◆ What you will do
Locate every line in the data below that contains the string "Target", treating uppercase and lowercase as different, and copy each of those lines in full.

[Records from a data collection]

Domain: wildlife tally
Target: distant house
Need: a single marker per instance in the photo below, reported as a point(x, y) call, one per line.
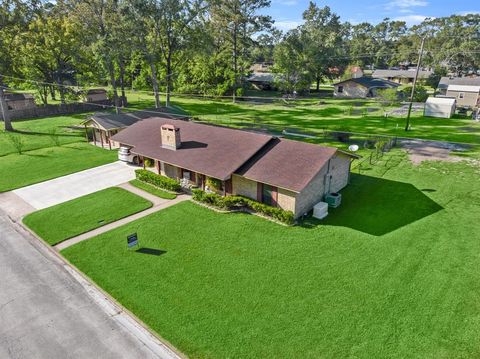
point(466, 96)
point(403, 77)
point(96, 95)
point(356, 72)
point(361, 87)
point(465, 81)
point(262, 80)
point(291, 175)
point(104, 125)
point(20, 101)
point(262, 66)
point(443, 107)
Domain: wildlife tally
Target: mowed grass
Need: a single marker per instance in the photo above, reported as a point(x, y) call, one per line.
...
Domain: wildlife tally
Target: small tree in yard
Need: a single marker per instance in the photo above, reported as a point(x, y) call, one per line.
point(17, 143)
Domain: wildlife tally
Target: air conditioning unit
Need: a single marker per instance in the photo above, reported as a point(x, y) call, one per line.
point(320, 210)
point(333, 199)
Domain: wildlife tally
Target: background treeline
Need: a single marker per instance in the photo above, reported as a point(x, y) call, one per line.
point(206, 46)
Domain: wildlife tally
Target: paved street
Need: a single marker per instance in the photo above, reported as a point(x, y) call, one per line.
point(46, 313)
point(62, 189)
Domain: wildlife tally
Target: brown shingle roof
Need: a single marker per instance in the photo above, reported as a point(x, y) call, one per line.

◆ Completed exercise
Target: distant house
Target: mowed grass
Target: small tree in yard
Target: air conditioning unit
Target: background treeline
Target: paved street
Target: brown shingle roof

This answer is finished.